BEGIN Data in this exercise

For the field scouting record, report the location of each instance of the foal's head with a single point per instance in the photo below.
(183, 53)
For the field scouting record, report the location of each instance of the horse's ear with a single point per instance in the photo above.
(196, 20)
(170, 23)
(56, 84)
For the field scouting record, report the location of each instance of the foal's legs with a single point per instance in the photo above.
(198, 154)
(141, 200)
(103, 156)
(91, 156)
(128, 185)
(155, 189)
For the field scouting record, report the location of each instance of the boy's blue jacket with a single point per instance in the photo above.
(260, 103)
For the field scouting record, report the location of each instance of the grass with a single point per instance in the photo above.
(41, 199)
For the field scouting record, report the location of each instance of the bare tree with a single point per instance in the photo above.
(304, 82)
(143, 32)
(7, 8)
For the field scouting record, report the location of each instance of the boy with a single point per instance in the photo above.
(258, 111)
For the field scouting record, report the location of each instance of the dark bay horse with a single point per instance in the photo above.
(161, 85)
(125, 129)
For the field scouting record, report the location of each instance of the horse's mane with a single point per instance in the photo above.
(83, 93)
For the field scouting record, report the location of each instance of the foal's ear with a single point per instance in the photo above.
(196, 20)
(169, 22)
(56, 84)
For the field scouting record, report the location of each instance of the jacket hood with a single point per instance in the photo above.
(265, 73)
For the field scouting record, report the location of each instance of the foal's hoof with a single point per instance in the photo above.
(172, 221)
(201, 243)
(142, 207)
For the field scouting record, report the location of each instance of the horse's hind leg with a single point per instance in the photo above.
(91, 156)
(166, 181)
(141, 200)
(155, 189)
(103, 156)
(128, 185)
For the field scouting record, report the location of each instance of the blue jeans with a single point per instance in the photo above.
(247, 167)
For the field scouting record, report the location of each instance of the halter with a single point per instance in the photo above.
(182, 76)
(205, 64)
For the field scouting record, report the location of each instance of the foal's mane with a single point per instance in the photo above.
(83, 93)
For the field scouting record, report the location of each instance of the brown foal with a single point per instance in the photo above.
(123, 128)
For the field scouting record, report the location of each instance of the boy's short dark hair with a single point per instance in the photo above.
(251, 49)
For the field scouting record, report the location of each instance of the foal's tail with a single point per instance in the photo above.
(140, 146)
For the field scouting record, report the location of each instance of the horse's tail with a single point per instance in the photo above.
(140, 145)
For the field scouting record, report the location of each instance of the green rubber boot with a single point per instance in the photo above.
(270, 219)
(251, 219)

END Data in this exercise

- [What you need to do]
Transcribe all of the lines in the records precisely.

- [Exercise result]
For the field scouting record, report the location of each instance of the foal's head with a single point per instance in the photo below.
(183, 53)
For the field scouting record, report the location of each instance of the horse's ear with a single point per instance in the photo above.
(196, 20)
(170, 23)
(56, 84)
For the field scouting record, report the location of each instance of the foal's legs with a single point per instance in the photo above.
(198, 154)
(141, 200)
(103, 156)
(91, 156)
(128, 185)
(155, 189)
For the field scouting record, report the location of each instance of the boy's blue jacket with a single point per instance in the photo above.
(260, 103)
For the field scouting record, report the location of each instance of the grass with a single point per instance in the photo above.
(41, 199)
For the field scouting record, report the location of each instance of the bare tree with a single point per instance in the photo above.
(304, 82)
(143, 32)
(7, 8)
For the field scouting record, report the location of each instance of the boy with a single point per instance in the photo above.
(258, 111)
For the field scouting record, report the location of each instance of the dark bay horse with a single point per instance in the photo above.
(161, 85)
(125, 129)
For the field scouting record, report the location of each instance of the horse's mane with a single point per instance in the photo above.
(83, 93)
For the field scouting record, report the location of each instance of the foal's ear with a single point per instance in the photo above.
(196, 20)
(169, 22)
(56, 84)
For the field scouting record, report the location of each instance of the jacket hood with a single point per instance in the photo above.
(265, 73)
For the field scouting record, report the location of each instance of the foal's hoof with a single point per instance in the photo above.
(172, 221)
(201, 243)
(142, 207)
For the field scouting record, report the location of each instance of the horse's hind leg with a single point per instance in the photo above.
(91, 156)
(166, 181)
(141, 200)
(155, 189)
(103, 156)
(128, 185)
For the field scouting record, report the location of each instance of the blue jeans with a single point per instance in the photo above.
(247, 167)
For the field scouting record, report the location of each instance of the halter with a single point per instance in the photo above.
(182, 76)
(205, 64)
For the field scouting record, report the location of each instance of the foal's mane with a single point per instance in the photo above.
(83, 93)
For the field scouting record, report the location of each instance of the brown foal with a single point per instance in the photo above.
(123, 128)
For the field scouting record, report the location of each instance of the boy's short dark hair with a single point per instance in the photo above.
(251, 49)
For the field scouting record, report the location of each instance of the foal's tail with a single point per instance in the photo above.
(140, 146)
For the field scouting record, report the location of each instance of the horse's tail with a single point per instance in the photo above.
(140, 145)
For the field scouting record, report the location of each instance of the green rubber boot with a single point per instance in the photo above.
(270, 219)
(251, 219)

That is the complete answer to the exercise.